**Page**
Directed by Randa Haines
Written by Hesper Anderson and Mark Medoff, based upon the play by Mark Medoff
Starring Marlee Matlin, William Hurt and Piper Laurie
Unless you’re into Academy Award trivia, you probably did not know that Children of a Lesser God (1986) was the first movie directed by a woman to be nominated for the Oscar for Best Picture. Other trivia? It took nearly 50 years of Academy history to get the first directing nod for a woman – Lina Wertmuller for 1975’s Seven Beauties – and then ten years more for a movie directed by a woman to even compete for the top prize. And it would be two decades after that when a woman would actually win Best Director and her film, The Hurt Locker (2009) would Best Picture.
But while Children of a Lesser God was first, it never actually had a chance of winning:
- Platoon was the cinematic and cultural, juggernaut of 1986 and was never going to be beaten by a quiet movie about a teacher at a school for the deaf;
- Children director Randa Haines was shut out of a Best Director nomination, rendering the film’s slim chances all-but impossible; and,
- It was directed by a woman, and the Academy had no history of films directed by woman winning Best Picture.

**The tasks**
A - Write out the part of the article on Children of a Lesser God starting at "Directed by Randa" and ending at "would Best Picture.".
B - List every film title mentioned in the article about Children of a Lesser God.
C - Continue the article about Children of a Lesser God, picking up after its last sentence.
The items that come next are separate material, unrelated to the article.

**Entries shown**
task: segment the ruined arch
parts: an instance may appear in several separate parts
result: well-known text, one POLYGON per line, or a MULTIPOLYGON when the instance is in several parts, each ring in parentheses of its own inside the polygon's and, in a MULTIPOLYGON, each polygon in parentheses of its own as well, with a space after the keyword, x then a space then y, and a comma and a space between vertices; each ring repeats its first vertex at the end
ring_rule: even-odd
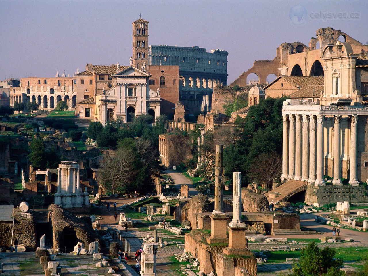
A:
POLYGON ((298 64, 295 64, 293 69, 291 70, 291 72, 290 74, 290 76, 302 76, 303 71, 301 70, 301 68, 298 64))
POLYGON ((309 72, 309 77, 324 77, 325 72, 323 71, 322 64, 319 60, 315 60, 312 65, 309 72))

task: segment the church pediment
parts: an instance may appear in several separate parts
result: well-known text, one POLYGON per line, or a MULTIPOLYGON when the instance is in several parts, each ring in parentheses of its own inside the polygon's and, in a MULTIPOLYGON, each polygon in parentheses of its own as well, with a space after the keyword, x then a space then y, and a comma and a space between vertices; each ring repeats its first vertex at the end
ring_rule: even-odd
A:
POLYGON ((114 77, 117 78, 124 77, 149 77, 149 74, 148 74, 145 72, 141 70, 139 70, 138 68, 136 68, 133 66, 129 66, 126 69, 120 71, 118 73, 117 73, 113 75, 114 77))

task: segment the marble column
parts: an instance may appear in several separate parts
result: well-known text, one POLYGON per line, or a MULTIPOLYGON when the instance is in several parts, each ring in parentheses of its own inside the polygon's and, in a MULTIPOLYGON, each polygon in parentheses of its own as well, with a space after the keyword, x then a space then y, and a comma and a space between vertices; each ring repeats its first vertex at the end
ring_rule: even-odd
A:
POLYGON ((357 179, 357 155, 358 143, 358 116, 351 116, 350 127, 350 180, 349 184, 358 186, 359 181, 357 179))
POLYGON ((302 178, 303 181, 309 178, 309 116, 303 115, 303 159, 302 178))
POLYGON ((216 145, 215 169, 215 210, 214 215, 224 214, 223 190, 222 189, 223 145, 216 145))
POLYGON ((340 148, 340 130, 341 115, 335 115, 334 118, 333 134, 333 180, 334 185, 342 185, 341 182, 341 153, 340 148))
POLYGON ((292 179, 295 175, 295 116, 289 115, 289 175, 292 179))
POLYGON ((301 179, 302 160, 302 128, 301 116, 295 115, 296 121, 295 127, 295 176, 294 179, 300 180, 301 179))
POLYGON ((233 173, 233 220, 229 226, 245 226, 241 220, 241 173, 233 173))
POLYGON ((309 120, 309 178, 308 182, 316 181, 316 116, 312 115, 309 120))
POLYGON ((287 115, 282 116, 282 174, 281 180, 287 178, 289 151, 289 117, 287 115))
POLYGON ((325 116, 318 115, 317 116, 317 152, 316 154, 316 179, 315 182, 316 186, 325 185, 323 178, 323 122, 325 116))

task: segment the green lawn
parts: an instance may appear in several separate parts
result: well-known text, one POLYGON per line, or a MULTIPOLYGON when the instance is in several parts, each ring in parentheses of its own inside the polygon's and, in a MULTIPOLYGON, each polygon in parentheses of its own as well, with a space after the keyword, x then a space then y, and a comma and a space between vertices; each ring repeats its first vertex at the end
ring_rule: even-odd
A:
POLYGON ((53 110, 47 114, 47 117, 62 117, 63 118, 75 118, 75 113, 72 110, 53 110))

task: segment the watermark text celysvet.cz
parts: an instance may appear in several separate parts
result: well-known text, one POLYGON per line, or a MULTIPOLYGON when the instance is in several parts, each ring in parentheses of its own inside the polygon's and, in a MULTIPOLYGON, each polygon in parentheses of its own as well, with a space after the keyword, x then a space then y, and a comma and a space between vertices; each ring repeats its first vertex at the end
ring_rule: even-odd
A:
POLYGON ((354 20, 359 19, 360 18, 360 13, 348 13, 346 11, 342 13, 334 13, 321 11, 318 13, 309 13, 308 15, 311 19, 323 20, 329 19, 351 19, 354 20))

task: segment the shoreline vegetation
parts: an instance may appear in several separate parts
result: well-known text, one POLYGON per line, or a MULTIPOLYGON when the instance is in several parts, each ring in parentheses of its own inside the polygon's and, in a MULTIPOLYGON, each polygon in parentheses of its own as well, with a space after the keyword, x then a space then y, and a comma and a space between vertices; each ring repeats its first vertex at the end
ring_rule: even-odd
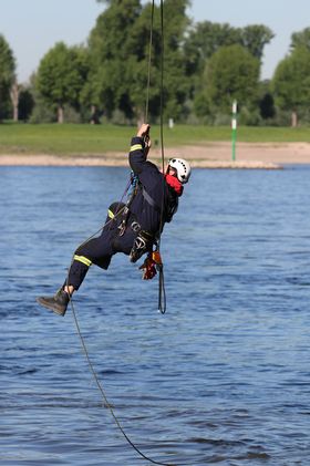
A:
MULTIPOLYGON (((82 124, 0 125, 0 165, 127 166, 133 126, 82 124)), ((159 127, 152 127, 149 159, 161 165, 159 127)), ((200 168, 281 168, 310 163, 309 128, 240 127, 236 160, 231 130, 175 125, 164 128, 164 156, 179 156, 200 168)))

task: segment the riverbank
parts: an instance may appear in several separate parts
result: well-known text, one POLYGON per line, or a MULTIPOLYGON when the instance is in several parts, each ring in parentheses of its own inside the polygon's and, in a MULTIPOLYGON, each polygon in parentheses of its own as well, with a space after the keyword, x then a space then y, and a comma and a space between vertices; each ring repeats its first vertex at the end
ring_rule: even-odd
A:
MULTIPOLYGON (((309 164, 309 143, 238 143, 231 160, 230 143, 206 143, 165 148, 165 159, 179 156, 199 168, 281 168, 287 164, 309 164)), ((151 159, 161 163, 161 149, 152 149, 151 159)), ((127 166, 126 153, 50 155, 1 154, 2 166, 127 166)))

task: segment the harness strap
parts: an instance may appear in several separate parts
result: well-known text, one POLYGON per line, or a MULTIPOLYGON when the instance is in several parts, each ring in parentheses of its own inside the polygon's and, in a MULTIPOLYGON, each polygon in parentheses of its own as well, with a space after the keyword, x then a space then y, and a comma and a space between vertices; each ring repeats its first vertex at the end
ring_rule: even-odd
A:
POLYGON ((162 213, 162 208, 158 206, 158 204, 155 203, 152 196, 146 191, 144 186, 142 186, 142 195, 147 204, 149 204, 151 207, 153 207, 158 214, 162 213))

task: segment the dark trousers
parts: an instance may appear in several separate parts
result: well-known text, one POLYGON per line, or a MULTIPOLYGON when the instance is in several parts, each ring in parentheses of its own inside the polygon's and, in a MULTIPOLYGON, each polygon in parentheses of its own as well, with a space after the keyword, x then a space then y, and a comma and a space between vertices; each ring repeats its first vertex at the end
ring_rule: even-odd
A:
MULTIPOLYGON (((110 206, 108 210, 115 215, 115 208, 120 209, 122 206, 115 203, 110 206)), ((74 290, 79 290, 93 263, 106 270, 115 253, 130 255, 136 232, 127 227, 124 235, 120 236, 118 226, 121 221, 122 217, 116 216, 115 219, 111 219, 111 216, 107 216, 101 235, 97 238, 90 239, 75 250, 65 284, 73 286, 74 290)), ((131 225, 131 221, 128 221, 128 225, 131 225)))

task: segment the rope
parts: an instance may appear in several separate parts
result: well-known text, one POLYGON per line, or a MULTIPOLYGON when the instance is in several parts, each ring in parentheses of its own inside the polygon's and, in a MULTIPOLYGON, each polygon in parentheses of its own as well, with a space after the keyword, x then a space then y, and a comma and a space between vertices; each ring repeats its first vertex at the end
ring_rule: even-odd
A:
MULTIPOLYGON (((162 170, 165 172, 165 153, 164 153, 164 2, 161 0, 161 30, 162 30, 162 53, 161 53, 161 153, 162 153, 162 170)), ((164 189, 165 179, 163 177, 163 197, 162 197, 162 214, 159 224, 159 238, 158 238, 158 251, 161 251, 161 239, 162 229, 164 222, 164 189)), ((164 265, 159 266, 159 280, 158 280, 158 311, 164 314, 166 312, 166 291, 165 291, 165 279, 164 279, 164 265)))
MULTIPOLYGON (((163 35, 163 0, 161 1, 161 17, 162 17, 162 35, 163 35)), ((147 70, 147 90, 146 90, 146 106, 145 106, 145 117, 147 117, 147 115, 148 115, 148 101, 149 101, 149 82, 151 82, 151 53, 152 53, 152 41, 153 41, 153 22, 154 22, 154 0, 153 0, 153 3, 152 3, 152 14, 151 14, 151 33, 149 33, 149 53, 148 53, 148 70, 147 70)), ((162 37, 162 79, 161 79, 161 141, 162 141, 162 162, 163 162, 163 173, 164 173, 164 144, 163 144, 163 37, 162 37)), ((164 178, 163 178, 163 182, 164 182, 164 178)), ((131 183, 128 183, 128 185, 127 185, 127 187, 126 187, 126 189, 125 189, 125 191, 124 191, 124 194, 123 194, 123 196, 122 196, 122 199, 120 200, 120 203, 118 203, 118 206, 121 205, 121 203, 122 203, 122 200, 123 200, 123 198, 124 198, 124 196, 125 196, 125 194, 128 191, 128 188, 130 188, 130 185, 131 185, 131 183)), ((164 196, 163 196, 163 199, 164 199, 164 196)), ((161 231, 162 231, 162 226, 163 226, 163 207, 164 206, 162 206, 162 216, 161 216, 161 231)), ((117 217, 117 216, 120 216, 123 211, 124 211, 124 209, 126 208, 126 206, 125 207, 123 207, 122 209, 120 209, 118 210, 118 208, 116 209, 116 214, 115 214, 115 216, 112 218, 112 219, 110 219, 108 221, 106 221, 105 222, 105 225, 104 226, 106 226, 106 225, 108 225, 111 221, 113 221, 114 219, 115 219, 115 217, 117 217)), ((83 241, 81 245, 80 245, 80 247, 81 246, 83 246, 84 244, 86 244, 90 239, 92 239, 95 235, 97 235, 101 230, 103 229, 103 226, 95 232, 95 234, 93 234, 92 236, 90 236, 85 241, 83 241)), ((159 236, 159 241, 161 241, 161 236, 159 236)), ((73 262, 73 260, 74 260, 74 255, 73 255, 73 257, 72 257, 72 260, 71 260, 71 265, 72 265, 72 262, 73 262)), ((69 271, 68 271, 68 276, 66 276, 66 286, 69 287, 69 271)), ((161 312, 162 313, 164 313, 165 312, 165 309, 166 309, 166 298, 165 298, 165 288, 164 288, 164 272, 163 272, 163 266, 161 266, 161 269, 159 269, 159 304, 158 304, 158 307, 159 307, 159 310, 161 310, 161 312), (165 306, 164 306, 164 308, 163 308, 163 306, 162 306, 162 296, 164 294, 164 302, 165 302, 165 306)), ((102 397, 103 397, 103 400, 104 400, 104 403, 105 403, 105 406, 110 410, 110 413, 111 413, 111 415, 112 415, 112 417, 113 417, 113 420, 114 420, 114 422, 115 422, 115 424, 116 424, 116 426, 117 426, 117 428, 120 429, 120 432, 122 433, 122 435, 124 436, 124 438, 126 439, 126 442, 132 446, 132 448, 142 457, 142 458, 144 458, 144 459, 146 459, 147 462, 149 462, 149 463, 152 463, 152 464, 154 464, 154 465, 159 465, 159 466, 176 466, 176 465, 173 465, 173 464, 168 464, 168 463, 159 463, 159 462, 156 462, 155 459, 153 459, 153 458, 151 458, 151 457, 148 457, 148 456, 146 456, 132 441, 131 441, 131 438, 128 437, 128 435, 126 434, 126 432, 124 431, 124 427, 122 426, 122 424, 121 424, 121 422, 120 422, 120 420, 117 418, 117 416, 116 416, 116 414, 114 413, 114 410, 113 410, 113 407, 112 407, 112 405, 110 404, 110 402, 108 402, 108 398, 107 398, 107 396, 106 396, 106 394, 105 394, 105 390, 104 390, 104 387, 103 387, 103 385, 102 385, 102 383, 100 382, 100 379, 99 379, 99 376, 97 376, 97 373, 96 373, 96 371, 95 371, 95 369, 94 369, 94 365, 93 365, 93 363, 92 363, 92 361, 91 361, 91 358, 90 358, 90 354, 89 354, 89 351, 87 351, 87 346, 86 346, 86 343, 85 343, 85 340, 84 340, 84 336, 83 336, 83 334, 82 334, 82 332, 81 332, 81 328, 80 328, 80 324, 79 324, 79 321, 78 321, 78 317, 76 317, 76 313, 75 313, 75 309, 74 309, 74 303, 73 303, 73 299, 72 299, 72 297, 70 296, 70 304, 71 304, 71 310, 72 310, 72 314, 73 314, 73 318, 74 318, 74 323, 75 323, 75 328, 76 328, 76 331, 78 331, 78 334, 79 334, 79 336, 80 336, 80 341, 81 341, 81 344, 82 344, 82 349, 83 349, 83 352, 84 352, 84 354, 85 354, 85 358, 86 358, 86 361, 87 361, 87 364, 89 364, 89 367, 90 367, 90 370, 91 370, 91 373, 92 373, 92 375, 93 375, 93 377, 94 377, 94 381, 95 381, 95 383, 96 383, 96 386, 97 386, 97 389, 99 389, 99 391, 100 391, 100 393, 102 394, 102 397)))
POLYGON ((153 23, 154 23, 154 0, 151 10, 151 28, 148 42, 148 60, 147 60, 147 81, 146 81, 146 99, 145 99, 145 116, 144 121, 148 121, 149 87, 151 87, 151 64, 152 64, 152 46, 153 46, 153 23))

* * *

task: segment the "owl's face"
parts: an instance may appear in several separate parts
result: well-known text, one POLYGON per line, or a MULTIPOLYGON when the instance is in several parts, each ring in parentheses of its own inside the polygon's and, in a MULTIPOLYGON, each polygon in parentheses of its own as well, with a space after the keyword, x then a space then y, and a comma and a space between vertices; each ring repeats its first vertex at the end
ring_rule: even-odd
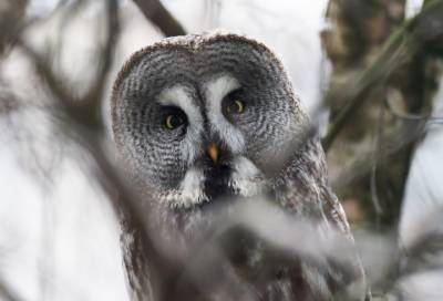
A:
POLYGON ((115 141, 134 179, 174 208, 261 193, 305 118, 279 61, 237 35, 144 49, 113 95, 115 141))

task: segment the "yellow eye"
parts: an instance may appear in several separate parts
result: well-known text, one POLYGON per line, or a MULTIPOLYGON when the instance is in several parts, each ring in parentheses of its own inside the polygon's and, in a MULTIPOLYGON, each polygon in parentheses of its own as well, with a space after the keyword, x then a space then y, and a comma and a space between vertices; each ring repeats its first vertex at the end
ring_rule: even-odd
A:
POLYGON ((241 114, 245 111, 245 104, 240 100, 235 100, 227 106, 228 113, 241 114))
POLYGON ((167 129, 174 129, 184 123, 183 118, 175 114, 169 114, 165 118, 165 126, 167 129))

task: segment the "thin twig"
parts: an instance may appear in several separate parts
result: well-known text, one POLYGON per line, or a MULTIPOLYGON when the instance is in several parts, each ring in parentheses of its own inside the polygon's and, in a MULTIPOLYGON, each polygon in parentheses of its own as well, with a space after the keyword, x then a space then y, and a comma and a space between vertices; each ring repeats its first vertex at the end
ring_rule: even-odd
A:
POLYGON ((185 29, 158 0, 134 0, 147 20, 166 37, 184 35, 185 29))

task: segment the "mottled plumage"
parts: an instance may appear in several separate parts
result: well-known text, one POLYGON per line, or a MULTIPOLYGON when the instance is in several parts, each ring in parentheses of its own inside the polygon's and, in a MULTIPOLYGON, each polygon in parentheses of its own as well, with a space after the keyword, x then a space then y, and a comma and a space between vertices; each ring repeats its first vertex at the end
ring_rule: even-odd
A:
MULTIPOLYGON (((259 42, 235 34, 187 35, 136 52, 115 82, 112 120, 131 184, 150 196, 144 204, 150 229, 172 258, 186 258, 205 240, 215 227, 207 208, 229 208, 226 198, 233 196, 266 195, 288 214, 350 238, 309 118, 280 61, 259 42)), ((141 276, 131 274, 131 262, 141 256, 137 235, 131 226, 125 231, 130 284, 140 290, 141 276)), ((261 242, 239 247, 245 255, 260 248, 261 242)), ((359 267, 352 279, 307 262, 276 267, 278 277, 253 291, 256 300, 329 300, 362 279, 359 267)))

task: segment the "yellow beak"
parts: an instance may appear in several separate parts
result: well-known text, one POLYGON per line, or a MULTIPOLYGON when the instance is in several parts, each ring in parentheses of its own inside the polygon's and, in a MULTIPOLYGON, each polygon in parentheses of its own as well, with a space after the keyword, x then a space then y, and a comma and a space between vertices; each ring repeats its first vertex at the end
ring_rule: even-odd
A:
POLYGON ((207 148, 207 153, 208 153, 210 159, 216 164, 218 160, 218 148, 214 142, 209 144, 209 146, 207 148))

**Answers for the tasks**
A -
Directed by Randa Haines
Written by Hesper Anderson and Mark Medoff, based upon the play by Mark Medoff
Starring Marlee Matlin, William Hurt and Piper Laurie
Unless you’re into Academy Award trivia, you probably did not know that Children of a Lesser God (1986) was the first movie directed by a woman to be nominated for the Oscar for Best Picture. Other trivia? It took nearly 50 years of Academy history to get the first directing nod for a woman – Lina Wertmuller for 1975’s Seven Beauties – and then ten years more for a movie directed by a woman to even compete for the top prize. And it would be two decades after that when a woman would actually win Best Director and her film, The Hurt Locker (2009) would Best Picture.

B -
Children of a Lesser God
Seven Beauties
The Hurt Locker
Platoon

C -
But, lest you think women had it bad with how long it took to get any recognition, consider the lot of black filmmakers. The first black man to be nominated for Best Director would be John Singleton for Boyz n The Hood (1991), and the first movie directed by a black man to be nominated for Best Picture would be Lee Daniel’s Precious in 2009. In fact, it would not be until 2013 when Steve McQueen’s 12 Years A Slave won Best Picture that a film by any person of color would win the top prize. Sure, in short order two more films by men of color would join the party – Birdman and Moonlight – but that doesn’t mean the Academy is actually woke. After all, there still has only been one film directed by any non-white woman to rate in the top race – Ava Duvernay’s Selma in 2014. And if you look at pure numbers, there have only been like four films directed by a black man or woman to rate in the Best Picture race.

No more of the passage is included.